>>
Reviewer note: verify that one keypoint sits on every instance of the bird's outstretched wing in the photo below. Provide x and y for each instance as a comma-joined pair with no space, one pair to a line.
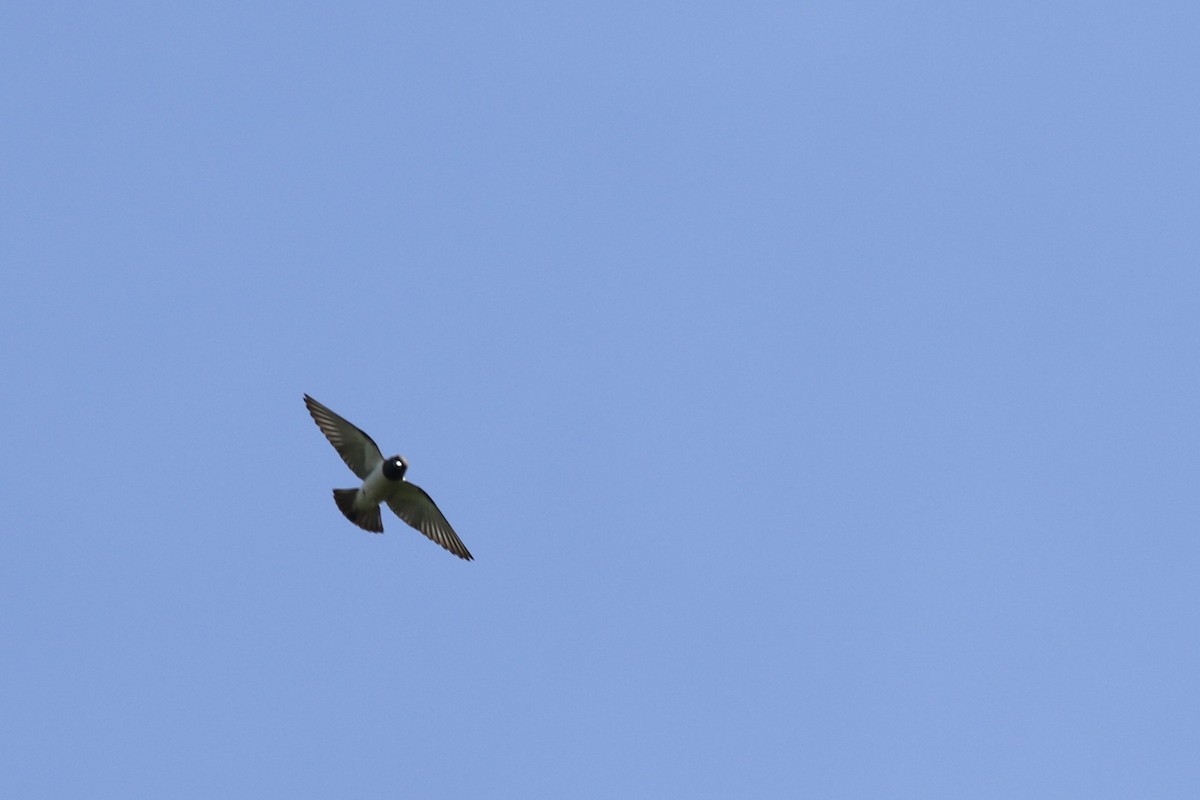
414,506
355,447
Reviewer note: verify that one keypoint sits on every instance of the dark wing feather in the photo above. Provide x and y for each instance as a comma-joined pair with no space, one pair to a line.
355,447
414,506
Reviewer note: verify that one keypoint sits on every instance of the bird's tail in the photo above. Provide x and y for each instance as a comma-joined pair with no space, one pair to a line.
365,518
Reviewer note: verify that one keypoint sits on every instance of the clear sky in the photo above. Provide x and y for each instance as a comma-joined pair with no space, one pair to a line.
814,383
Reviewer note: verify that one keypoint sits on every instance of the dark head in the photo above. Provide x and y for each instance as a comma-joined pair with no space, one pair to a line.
394,468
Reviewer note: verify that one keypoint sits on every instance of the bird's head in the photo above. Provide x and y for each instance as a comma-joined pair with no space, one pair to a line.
394,468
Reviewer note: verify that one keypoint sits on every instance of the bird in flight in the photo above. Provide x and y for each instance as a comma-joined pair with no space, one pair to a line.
383,481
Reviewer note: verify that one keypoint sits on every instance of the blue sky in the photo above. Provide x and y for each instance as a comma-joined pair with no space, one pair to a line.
815,385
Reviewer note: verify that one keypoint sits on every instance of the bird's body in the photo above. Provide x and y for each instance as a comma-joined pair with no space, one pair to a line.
383,481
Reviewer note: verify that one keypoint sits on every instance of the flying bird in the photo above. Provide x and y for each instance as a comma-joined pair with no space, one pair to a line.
383,481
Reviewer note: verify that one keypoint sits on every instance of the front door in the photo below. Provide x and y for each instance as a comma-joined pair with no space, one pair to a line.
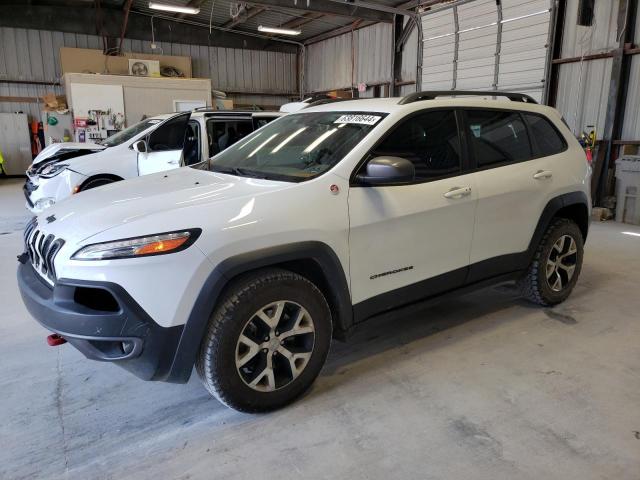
164,146
408,242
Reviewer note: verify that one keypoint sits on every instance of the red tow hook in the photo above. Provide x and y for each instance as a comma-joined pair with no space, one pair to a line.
54,340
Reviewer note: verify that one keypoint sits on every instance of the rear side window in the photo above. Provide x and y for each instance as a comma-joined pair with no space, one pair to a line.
546,136
429,140
498,137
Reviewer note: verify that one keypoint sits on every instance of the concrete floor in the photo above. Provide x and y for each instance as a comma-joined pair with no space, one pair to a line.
483,387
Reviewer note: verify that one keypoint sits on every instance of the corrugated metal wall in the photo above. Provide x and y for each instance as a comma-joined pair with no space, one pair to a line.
461,45
35,55
583,87
631,124
333,64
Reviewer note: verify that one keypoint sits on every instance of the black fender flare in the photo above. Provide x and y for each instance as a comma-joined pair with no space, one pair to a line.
195,326
550,210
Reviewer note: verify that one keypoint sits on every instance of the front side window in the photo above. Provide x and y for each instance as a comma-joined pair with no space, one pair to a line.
224,133
297,147
547,138
129,133
429,140
171,135
497,137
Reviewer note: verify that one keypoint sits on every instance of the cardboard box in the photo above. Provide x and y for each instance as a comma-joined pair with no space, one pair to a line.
54,103
87,60
144,68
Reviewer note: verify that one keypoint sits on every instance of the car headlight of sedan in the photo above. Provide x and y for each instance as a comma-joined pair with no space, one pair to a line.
53,170
159,244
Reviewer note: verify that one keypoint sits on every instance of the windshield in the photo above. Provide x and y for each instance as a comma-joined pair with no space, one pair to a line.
296,147
129,133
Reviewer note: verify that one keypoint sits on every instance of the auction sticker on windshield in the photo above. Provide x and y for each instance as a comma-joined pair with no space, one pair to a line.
358,118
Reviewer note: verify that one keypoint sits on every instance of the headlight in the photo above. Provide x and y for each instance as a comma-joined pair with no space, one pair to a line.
44,203
53,170
159,244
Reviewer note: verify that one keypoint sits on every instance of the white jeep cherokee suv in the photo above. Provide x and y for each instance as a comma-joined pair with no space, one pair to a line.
247,265
160,143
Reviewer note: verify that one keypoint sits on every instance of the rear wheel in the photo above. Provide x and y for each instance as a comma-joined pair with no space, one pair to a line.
266,342
556,264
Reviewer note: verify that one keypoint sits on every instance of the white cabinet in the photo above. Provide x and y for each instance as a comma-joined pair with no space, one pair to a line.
15,142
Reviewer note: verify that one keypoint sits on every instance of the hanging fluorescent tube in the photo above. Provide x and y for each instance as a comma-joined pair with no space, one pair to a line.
173,8
278,30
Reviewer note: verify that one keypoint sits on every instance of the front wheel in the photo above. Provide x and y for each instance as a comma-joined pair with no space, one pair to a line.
556,265
266,341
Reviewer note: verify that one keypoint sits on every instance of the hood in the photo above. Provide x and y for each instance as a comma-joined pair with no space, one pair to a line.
63,151
187,192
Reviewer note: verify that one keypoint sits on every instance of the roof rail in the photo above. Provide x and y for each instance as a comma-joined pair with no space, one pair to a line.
324,101
433,94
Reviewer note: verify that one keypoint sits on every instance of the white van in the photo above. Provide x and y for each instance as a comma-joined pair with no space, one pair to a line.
163,142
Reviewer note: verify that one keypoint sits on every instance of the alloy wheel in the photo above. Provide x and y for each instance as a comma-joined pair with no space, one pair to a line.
561,263
275,346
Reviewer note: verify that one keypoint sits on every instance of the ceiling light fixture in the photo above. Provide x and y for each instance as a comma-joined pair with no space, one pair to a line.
174,8
278,30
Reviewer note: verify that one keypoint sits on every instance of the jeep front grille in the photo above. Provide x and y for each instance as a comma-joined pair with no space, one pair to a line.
42,249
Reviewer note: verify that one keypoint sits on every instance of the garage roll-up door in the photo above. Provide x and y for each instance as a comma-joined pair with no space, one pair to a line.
488,45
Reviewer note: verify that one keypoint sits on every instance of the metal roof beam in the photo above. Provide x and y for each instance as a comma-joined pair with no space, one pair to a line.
250,13
340,9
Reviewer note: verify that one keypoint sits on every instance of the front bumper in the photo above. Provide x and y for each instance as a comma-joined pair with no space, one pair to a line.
102,321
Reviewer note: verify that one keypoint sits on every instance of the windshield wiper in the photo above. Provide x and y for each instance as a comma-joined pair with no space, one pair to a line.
239,171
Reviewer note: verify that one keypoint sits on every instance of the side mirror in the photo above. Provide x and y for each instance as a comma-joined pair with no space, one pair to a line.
387,171
140,146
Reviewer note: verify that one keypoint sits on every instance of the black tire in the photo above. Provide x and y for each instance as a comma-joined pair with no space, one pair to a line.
535,286
217,358
96,182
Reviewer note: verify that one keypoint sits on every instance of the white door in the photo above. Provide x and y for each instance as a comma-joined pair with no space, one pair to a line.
411,241
164,146
514,179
<<
- **TASK**: From the first line above to the last, copy the records exactly but omit the pictures.

- **REPLY TO THE TASK**:
Reviewer note: verify that one keypoint sits on every instance of the bird's outstretched wing in the photo below. Provide x and y for each instance as a comma-joined pair with no space, one pair to a line.
414,506
355,447
Reviewer note: verify that one keypoint sits on every instance of the dark wing feather in the photo above. Provide x and y for each instance as a comma-joined pair with no space, one pair to a line.
355,447
414,506
Reviewer note: verify that one keypoint sits on every instance of the bird's tail in the photo above. Provide x and y for each instance as a comma-joined pair with no space, one pair to a line.
365,518
Reviewer note: verify that one keypoint sits on every instance of the clear sky in the photo above. Provide x and y for each instance as a comma-joined pair with no space, one pair to a line.
814,383
Reviewer note: verify that one keypoint sits on every instance of the dark head in the photo above. Provide x and y for each instance as a comma-joined pair with no space, one pair to a line.
394,468
Reviewer note: verify that one keypoint sits on every instance of the bird's head in the photo above. Provide x and y for each instance as a comma-joined pair with no space, one pair to a line.
394,468
Reviewer note: verify that one keypoint sits on every instance of the bird in flight in the photo above. Provide x and y for each instance as a comma-joined pair with no space, one pair to a line.
383,481
Reviewer note: verify that one keypoint sits on every instance of the blue sky in the photo above. Provide x and y for each instance as a comma-joined pair with no space, one pair to a line.
815,385
Reviewer note: verify that one keypoint sits on every instance of the bird's body in the photo above. Provide x and y for each instance as a comma-joined pair with no space, one pair to a line.
383,481
Reviewer note: verify that one keypoint sits on every instance of the flying bird in the photo above. Provide x and y for each instance as a comma-joined pair with no space, one pair to a line.
383,481
Reviewer note: verify that one keypoint sits on every instance of the front door in the photo below. Provide x and y for each instance as a comma-joined pair with no space, one pair to a line.
164,146
408,242
Reviewer note: verify that one keypoint sits on every instance of the red tow hook in the photo above. Provide x and y for each instance as a comma-joined pair with no space, one pair to a line.
54,340
Reviewer note: verify that one keypoint sits on every instance of the rear side window in the photo above. Provide x and y for each instance as a comma-joined pair with no space, one pair to a line.
546,136
429,140
498,137
Reviewer note: verify that one keypoint sits on every instance of the concrete floor in the photo above. Provide x and y for each instance as a comma-joined pair with no space, one pair to a line.
483,387
Reviewer note: verify that one keypoint sits on every instance of the corrugated metal wall in the photo above. Provide x and y for each instance as a comma-joined pair with no space, one pair to a line.
461,45
35,55
583,87
631,124
333,64
Reviewer note: verify that one keypoint sits on every instance of the black fender flare in the photo above. Provide x and y for each instance as a comma-joined pair with no space, one pair to a line.
195,326
550,210
Reviewer note: verify that one keypoint sits on every instance of the front side window in the photo above. Provide x and y for each instance as a comma-joined pair with no space, one pair to a line.
224,133
297,147
547,138
129,133
429,140
171,135
497,137
Reviewer note: verify that one keypoint sits on every instance of the cardboard box in the photo above. Provide x and y for each instance as a comma-joined pair with no space, one pair to a line.
54,103
87,60
144,68
Reviewer note: verify that one keypoint sits on every instance of the car headlight of sedan in the photo above. Provide x and y for each instance as a comma-joined pair with no space, one pair to a line.
53,170
159,244
Reviewer note: verify that one keypoint sits on every instance of the windshield in the photo above. Provide x and y for each instance as a comma-joined pair with no space, one pair to a line.
296,147
129,133
Reviewer note: verify that one keypoint sits on every instance of the auction sticker on windshield in the photo above. Provide x and y for each instance as a comma-joined pair with no space, one pair to a line.
358,118
Reviewer note: verify that one keypoint sits on every instance of the headlight in the photo above. Provide x and y for each instance as a comma-joined pair with no space, one pair to a line.
44,203
53,170
159,244
Reviewer note: verify that one keypoint sits on every instance of the white jeep cherokee suv in the photo above. Provide x and y for each instance as a comma-joined pair with no space, one pair to a line.
247,265
160,143
Reviewer note: verify that one keypoint sits on every instance of the rear wheel in the photo above. Provide x and y for each instance as a comma-joined pair with no space, one pair to a line.
266,342
556,264
Reviewer note: verify that one keypoint sits on every instance of the white cabinet in the photo above. Provide x and y for each instance as a comma-joined pair with no space, one pair to a line.
15,142
Reviewer note: verify that one keypoint sits on every instance of the hanging fluorescent tube in the photo above. Provide x and y for each instance as a comma-joined pair with no space, one pair to a line.
173,8
278,30
Reviewer note: verify that one keypoint sits on every instance of the front wheel in the photo above. Provide x and y for each instance as a comma-joined pair with no space, one pair to a line.
556,265
266,341
Reviewer note: verify that one keypoint sits on every instance of the hood in the photo above. Provide x and y for each instance as a comma-joined pair with no space, one pair to a line.
63,151
187,192
Reviewer note: verify that one keypoint sits on every instance of the roof rail in the photo above. Provide x and y for each instance as a comma-joined pair with no space, one pair to a line.
324,101
433,94
Reviewer note: verify that one keypoint sits on every instance of the white van in the photo above. Provide x and y for each instance as a comma-joined pair with no space, one pair to a line.
163,142
Reviewer note: verify that one keypoint sits on every instance of the alloy wheel in the photo above. Provide x and y for each instance as a comma-joined pair with no space, one pair to a line.
561,263
275,346
Reviewer note: verify that one keypoint sits on every instance of the ceiling light fixture in the photo above. Provide x and y for each instance as a comma-joined pair with no space, one pair to a line.
174,8
278,30
Reviewer note: verify that one keypoint sits on every instance of the jeep front grille in the photo above. Provide x and y for each instance as a comma-joined pair with no space, one pair to a line.
42,249
Reviewer note: verify that one keypoint sits on every instance of the garage roll-up door in the photo above. Provide x and y for each instance as a comma-joined pair with no space, one pair to a line.
488,45
Reviewer note: verify that one keypoint sits on every instance of the metal roof beam in the photo above. Provide x and y for each instance as a comma-joined pair with no space, one pair to a line.
250,13
340,9
Reviewer note: verify that one keypoint sits on every instance of the front bumper in the photo above. Provide x and y for each instance as a comma-joined pair with no space, one pair to a line.
102,321
Reviewer note: verify that one keypoint sits on every instance of the windshield wiper in the photo above. Provide x and y for each instance as a comma-joined pair with no space, one pair to a line.
239,171
Reviewer note: verify that one keypoint sits on every instance of the side mirror in the photo above. Provide x and y for each instance as a comma-joined pair with no space, one pair to a line.
387,171
140,146
Reviewer note: verify that one keypoint sits on every instance of the black tire in the photo above. Provide x and y for each instance as a comma-joined pair with no space, one pair to a line.
535,286
217,358
96,182
Reviewer note: verify that one keypoint sits on every instance of the white door in the photo above. Provide x and y for each instance as a comma-joined pair with no space, one pair to a line.
411,241
164,146
514,179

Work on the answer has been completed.